## [Exercise]
Lines before the one containing "Target: bear's front leg" are not wanted. Transcribe that line and all after it exactly, to the end of the entries.
Records for this task START
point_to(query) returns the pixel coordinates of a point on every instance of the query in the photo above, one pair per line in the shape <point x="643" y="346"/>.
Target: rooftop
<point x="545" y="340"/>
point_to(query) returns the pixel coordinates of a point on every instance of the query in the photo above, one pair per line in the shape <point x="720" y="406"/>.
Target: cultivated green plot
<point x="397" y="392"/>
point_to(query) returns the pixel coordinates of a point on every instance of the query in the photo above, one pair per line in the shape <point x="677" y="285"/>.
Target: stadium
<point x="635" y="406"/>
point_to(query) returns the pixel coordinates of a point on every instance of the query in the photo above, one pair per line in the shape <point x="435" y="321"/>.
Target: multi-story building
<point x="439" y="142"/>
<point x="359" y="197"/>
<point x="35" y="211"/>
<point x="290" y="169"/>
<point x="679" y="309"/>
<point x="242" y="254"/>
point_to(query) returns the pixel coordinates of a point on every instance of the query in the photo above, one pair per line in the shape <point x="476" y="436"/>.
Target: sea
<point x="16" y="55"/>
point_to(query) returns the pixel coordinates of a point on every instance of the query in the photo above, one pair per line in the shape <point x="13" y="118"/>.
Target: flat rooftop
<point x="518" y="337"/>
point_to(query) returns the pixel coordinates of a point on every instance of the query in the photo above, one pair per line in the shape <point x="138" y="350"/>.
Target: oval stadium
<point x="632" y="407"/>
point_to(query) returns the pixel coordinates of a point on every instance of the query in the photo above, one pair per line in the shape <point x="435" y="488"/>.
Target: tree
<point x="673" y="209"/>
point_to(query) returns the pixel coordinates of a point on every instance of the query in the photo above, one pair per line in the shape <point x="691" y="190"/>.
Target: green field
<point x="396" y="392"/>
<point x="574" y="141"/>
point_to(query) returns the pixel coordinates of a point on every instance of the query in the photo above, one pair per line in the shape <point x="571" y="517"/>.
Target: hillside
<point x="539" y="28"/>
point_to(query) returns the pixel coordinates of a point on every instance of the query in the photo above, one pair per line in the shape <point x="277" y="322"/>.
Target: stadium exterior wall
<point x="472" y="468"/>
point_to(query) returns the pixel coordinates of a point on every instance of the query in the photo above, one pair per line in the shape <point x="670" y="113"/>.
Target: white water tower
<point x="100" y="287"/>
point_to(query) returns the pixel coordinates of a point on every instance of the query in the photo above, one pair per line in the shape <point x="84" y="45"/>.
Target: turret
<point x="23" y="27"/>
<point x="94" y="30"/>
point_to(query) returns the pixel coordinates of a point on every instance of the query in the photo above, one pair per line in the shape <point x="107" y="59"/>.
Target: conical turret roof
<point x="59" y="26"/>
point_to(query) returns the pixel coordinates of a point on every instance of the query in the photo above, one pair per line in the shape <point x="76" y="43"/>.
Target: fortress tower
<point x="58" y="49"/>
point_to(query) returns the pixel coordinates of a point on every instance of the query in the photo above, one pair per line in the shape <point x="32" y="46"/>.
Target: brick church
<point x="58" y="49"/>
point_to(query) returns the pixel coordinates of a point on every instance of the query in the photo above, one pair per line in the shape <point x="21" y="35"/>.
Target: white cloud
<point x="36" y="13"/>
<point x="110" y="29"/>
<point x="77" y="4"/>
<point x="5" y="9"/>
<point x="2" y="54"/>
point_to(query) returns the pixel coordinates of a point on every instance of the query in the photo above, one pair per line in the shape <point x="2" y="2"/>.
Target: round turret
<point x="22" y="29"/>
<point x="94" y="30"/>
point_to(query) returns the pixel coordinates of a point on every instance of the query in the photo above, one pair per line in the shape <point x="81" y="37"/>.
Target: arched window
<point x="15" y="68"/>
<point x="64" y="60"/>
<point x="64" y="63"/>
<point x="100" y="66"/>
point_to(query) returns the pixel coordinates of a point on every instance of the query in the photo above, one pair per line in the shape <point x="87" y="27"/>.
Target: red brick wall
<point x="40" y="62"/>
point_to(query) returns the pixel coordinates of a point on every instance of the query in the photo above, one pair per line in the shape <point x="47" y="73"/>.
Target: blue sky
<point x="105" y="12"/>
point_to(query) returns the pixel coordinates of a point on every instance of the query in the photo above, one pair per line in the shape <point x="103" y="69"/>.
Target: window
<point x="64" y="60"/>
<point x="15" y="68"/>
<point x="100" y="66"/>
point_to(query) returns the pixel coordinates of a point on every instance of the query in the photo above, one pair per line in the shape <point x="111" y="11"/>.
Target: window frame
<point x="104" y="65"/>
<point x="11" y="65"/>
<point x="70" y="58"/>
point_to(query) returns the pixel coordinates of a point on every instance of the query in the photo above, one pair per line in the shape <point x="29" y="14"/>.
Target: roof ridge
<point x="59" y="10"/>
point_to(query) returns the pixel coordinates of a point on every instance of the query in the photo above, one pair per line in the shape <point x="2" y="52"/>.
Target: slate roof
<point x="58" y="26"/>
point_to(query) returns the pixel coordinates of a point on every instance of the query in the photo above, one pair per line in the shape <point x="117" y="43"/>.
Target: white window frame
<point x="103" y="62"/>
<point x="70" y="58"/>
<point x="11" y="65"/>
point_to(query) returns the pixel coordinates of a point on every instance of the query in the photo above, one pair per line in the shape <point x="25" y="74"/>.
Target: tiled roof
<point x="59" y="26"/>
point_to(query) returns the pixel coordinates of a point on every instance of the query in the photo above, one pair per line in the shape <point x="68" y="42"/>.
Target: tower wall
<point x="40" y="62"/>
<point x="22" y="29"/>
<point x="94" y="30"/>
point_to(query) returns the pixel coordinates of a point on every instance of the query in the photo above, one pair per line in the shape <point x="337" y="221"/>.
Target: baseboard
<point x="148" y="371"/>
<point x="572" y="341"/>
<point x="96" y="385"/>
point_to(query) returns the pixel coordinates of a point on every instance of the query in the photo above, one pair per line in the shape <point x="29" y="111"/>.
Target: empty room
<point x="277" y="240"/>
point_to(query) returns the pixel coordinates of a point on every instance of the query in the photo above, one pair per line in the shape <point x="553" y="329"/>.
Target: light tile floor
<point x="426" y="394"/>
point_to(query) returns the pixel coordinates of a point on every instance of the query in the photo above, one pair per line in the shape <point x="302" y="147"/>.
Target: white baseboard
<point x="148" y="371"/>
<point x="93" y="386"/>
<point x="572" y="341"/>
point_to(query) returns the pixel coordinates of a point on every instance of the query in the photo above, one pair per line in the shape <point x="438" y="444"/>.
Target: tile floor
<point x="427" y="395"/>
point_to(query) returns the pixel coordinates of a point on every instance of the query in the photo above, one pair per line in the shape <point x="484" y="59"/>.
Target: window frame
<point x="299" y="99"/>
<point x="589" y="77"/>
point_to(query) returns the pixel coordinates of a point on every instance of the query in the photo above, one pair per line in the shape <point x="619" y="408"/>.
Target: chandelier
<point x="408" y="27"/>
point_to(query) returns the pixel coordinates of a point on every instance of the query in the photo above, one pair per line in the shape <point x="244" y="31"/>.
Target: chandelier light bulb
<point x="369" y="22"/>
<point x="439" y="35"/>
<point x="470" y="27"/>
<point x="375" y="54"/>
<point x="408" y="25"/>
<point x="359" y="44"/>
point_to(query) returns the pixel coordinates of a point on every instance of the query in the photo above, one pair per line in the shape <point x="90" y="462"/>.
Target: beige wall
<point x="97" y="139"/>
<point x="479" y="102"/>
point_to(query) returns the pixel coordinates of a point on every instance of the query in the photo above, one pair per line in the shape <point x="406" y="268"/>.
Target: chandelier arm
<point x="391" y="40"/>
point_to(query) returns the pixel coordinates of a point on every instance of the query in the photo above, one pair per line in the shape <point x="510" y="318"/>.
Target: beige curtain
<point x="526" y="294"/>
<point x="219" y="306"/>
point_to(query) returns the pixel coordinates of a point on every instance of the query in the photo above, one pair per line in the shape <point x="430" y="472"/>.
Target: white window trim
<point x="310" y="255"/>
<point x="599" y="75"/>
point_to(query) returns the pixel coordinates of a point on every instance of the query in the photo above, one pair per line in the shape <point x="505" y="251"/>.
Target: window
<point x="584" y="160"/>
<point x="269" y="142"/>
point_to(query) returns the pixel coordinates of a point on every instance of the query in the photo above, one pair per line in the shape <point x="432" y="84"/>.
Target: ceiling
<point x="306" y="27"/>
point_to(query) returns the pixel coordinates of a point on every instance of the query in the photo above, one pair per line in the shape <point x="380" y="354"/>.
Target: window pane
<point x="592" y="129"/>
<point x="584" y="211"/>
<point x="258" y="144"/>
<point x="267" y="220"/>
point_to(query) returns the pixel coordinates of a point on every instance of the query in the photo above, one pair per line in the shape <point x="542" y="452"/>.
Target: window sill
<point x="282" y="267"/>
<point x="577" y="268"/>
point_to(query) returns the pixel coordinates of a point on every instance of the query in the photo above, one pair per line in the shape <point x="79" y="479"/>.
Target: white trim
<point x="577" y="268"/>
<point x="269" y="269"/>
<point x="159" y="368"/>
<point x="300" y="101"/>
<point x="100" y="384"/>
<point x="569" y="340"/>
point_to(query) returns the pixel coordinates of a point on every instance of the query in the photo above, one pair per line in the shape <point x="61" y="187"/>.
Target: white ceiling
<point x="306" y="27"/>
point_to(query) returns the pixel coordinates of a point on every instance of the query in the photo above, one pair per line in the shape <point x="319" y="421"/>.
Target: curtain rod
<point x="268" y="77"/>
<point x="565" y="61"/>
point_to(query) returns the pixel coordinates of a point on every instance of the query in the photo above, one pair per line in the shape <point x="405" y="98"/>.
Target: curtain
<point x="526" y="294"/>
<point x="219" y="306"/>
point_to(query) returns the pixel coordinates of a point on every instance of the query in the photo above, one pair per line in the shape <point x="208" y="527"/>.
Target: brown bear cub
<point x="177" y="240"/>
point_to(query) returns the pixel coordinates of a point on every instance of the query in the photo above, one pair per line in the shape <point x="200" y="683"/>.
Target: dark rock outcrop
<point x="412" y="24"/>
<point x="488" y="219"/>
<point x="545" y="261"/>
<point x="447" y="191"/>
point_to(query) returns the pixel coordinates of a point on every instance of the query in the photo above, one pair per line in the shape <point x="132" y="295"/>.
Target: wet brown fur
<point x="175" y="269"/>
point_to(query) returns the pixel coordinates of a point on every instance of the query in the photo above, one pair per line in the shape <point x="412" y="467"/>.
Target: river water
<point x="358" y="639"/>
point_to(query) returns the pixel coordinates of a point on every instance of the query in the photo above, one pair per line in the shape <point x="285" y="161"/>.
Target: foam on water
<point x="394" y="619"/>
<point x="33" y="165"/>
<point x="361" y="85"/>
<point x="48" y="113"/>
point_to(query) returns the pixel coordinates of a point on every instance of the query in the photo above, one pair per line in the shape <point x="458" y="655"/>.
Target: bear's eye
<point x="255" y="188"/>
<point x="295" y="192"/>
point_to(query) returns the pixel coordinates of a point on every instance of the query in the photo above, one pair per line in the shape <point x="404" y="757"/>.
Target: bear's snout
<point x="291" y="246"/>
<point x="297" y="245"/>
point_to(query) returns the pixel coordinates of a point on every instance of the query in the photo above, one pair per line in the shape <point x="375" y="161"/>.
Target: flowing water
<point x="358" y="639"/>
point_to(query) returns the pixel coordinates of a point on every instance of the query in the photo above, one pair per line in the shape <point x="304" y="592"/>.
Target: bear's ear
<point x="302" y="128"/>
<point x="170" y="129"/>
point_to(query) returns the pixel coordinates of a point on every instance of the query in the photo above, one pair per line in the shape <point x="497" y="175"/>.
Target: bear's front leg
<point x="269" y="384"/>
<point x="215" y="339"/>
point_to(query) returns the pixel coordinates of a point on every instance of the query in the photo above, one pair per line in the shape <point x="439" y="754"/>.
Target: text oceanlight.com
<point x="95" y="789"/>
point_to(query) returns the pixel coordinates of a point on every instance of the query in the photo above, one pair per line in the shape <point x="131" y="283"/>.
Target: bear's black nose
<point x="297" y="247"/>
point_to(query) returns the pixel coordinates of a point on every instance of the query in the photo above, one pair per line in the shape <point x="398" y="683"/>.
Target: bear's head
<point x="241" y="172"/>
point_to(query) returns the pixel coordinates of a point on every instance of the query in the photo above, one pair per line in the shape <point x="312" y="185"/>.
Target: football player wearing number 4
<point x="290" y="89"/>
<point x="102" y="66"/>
Records for this task END
## [Answer to the problem]
Target: bear's front leg
<point x="269" y="384"/>
<point x="215" y="339"/>
point_to(query) returns the pixel coordinates of a point on every instance of the query in the photo above, one pair per line in the shape <point x="439" y="754"/>.
Target: text oceanlight.com
<point x="95" y="789"/>
point_to(query) returns the pixel coordinates of a point on every instance of the query in the photo above, one pair per line in the shape <point x="131" y="283"/>.
Target: bear's black nose
<point x="297" y="247"/>
point_to(query) returns the pixel coordinates of a point on every instance of the query in the photo above, one pair per line in the shape <point x="398" y="683"/>.
Target: bear's head
<point x="241" y="172"/>
point_to(query) returns the pixel coordinates of a point on every instance of the query in the photo above, one pair per line in the shape <point x="312" y="185"/>.
Target: football player wearing number 4
<point x="290" y="89"/>
<point x="102" y="66"/>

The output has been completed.